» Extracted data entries
────────────────

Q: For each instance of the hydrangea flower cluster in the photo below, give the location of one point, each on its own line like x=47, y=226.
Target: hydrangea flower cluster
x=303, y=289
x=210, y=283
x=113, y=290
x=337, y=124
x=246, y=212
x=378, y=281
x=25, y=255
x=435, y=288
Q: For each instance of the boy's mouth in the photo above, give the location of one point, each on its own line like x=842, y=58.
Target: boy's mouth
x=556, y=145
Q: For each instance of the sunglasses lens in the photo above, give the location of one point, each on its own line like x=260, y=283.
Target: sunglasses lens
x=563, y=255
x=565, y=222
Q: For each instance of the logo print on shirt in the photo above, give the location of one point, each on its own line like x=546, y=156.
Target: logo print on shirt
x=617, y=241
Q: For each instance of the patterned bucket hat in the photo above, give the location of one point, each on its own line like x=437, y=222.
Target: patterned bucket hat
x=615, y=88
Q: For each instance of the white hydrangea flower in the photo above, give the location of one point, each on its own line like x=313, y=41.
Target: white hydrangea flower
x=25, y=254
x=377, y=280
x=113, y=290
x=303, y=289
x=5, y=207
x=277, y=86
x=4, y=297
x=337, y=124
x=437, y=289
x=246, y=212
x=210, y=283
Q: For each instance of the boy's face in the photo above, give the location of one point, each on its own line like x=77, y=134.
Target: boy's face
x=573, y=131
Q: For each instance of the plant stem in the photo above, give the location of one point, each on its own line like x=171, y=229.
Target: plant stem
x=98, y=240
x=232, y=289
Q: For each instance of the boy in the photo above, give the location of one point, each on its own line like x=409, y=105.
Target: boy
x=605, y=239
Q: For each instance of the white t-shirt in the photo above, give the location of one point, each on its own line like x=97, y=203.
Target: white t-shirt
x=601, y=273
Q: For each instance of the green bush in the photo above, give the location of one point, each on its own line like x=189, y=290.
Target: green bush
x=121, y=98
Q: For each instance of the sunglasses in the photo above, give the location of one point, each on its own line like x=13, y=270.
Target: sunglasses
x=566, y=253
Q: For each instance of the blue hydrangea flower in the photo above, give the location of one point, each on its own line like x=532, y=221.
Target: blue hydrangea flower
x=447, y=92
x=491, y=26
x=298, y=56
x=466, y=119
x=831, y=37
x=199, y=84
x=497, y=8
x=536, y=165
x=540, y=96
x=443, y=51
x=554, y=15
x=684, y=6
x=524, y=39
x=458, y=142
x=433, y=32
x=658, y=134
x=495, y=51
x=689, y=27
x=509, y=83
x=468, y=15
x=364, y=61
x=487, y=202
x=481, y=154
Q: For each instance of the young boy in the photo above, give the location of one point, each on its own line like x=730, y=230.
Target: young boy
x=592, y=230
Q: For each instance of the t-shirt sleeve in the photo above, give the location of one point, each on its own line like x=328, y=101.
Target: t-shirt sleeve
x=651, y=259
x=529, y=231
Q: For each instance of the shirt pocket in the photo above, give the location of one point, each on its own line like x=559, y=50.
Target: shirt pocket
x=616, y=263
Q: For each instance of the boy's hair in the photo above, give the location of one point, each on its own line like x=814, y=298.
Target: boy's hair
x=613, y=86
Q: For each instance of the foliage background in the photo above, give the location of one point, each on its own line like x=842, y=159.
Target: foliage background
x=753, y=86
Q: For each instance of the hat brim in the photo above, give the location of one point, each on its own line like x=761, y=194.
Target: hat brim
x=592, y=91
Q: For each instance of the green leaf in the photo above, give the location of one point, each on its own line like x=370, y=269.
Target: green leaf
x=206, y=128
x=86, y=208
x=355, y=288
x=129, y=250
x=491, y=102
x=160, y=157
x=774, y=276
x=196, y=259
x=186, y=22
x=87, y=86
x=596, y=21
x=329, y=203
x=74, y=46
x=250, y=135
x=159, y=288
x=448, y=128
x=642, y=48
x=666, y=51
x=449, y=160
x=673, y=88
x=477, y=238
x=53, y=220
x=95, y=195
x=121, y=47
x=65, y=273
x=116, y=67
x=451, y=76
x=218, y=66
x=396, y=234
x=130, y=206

────────────────

» EXERCISE DETAILS
Return the lines beginning at the one that contains "Q: For each instance of the blue" and continuing through the last line of the data, exactly as they stand and without any others.

» SOLUTION TO THIS PROBLEM
Q: For each instance of the blue hydrangea flower in the photo above, give the location of one point, each on its own line like x=532, y=221.
Target: blue hydrangea flower
x=447, y=92
x=491, y=26
x=298, y=56
x=466, y=119
x=831, y=37
x=199, y=84
x=497, y=8
x=536, y=165
x=540, y=96
x=443, y=51
x=554, y=15
x=684, y=6
x=524, y=39
x=458, y=142
x=433, y=32
x=658, y=134
x=495, y=51
x=689, y=27
x=509, y=83
x=468, y=15
x=364, y=61
x=487, y=202
x=481, y=154
Q: For each instance of the young boy in the photo above, give the location of one point, each on its own line like x=730, y=230.
Target: young boy
x=592, y=230
Q: For each instance of the t-shirt sleeve in the photo above, give the location of one point, each on its own line like x=328, y=101.
Target: t-shirt sleeve
x=651, y=259
x=529, y=231
Q: For each instance of the shirt pocket in the photo above, give the location of one point, each on its own line like x=559, y=50.
Target: shirt pocket
x=616, y=263
Q: For each instance of the boy's hair in the photo above, give the location of one point, each on its own line like x=814, y=298.
Target: boy's hair
x=613, y=86
Q: For each instance of the foliage background in the photo above, give the location of one point, each on its own line like x=842, y=159.
Target: foliage background
x=753, y=86
Q: For each instance of the hat brim in the photo above, give the location of one point, each on its own line like x=761, y=194.
Target: hat brim
x=592, y=91
Q: For each instance of the green leaf in the photo above, give the location of one point, each on its own line like x=370, y=269.
Target: green leaf
x=206, y=128
x=86, y=208
x=355, y=288
x=129, y=250
x=491, y=102
x=160, y=157
x=774, y=276
x=196, y=259
x=186, y=22
x=87, y=86
x=596, y=21
x=329, y=203
x=74, y=46
x=250, y=135
x=159, y=288
x=448, y=128
x=642, y=48
x=666, y=51
x=449, y=160
x=673, y=88
x=477, y=238
x=53, y=220
x=95, y=195
x=121, y=47
x=65, y=273
x=116, y=67
x=451, y=76
x=218, y=66
x=396, y=234
x=130, y=206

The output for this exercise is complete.